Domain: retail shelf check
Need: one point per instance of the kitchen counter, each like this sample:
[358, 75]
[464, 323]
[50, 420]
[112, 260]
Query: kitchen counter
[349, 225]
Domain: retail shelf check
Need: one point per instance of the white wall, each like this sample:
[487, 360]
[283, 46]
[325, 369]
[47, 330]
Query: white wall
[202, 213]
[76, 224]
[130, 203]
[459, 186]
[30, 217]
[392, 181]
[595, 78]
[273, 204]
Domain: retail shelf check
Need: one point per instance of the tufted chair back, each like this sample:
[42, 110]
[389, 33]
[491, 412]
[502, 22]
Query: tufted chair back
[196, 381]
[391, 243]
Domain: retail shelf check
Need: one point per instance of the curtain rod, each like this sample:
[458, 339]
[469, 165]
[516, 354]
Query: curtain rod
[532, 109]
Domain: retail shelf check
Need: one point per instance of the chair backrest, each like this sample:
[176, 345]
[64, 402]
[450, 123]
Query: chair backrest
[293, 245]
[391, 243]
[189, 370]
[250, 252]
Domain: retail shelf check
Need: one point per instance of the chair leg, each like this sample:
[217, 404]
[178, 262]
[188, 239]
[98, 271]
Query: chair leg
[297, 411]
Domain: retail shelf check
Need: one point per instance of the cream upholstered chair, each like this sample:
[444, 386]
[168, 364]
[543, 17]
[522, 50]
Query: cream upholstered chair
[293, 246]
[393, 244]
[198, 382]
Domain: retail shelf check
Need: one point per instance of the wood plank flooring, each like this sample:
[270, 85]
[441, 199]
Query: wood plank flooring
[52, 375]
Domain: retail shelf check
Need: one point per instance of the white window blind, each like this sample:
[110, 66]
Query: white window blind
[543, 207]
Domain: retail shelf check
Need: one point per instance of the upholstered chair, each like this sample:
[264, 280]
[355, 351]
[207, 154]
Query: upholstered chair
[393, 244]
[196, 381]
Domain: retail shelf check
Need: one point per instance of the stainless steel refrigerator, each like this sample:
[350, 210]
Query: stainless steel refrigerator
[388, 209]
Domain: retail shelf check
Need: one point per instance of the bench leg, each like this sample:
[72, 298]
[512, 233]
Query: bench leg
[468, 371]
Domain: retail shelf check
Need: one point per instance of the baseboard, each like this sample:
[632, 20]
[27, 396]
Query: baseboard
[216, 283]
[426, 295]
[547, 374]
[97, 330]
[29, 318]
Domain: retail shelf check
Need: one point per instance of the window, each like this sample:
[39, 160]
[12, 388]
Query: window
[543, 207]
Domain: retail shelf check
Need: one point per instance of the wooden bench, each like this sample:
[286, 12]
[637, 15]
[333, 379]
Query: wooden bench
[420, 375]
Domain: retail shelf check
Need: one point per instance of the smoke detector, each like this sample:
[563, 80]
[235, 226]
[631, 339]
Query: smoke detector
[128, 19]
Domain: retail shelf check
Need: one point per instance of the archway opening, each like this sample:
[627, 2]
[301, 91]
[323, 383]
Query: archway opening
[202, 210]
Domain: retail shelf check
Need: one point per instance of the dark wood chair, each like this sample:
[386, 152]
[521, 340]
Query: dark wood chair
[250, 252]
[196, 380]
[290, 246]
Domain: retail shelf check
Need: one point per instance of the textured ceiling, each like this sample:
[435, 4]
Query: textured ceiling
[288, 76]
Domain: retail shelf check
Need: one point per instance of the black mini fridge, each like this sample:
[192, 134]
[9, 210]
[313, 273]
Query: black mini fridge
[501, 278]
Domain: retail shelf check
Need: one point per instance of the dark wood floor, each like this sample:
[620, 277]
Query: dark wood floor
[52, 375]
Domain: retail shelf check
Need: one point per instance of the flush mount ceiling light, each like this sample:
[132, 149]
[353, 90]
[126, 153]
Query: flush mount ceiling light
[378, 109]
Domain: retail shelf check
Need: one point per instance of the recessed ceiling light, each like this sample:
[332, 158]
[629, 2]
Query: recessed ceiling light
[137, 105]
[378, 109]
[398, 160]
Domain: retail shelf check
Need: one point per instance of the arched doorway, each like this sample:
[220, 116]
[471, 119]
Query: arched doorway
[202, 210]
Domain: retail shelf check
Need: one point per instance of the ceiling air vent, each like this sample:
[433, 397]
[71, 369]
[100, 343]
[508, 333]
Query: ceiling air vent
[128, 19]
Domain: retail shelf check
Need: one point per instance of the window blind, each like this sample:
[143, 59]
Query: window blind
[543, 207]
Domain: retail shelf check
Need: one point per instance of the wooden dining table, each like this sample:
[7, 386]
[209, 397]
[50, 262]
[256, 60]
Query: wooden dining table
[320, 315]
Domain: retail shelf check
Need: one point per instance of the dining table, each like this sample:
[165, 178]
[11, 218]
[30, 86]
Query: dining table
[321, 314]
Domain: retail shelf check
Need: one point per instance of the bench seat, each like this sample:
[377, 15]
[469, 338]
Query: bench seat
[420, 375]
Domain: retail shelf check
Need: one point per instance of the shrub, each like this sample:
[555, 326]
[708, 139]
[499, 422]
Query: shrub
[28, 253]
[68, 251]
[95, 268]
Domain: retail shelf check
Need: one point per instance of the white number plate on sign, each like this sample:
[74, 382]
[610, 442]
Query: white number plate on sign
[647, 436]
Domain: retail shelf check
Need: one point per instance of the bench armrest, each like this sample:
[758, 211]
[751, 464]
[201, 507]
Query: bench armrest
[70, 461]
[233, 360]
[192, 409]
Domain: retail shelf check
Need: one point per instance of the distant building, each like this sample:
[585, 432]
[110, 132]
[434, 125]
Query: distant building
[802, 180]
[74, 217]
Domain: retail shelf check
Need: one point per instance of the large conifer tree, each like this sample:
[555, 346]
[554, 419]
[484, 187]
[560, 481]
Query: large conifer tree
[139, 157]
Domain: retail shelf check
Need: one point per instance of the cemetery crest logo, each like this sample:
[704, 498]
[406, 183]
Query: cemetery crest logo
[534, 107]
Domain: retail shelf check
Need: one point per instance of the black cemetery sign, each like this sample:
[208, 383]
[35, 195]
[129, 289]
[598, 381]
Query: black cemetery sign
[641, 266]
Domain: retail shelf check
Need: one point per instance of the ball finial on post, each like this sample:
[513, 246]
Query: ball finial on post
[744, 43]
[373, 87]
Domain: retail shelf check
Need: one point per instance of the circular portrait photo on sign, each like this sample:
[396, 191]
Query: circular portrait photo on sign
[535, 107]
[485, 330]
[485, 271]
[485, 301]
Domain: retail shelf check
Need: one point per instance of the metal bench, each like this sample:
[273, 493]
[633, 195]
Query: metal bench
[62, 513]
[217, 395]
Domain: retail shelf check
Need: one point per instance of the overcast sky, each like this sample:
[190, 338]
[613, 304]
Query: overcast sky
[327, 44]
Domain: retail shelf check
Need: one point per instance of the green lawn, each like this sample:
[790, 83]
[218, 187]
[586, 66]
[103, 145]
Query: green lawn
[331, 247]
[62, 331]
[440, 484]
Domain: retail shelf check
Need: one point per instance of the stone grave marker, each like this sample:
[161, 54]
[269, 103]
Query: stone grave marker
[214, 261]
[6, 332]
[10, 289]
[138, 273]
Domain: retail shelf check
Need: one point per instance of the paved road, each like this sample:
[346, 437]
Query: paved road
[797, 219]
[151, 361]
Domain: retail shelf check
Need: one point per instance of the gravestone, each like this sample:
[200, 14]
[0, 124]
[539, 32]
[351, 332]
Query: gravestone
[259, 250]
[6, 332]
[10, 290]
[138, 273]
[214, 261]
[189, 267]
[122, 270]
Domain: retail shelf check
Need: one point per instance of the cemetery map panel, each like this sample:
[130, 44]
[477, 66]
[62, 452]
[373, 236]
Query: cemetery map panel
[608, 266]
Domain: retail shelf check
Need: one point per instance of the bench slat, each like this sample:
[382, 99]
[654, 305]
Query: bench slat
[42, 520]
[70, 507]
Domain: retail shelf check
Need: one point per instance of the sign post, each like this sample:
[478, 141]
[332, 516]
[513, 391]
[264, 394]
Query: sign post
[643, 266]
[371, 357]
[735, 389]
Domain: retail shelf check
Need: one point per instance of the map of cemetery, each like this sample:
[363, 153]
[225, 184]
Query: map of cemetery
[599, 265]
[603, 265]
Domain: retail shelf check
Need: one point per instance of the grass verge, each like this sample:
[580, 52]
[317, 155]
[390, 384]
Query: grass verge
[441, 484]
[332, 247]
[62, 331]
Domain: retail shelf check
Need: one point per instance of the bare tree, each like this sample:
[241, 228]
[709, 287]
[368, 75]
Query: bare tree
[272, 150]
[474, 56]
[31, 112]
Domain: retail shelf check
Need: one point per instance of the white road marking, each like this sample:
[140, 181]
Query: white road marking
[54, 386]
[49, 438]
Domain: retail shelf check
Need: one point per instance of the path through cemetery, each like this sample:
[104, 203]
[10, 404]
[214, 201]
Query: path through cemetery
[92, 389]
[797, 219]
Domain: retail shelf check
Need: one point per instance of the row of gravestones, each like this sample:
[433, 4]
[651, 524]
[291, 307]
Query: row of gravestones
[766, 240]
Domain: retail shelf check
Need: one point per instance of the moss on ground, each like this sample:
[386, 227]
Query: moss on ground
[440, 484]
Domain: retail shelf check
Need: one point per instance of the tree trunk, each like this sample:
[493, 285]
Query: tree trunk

--

● Written exercise:
Pick out every line above that contains the word "circular", and copy each one.

● Answer in full:
Need: one point per instance of the circular portrait photo on sign, each like this sample:
Query: circular portrait photo on sign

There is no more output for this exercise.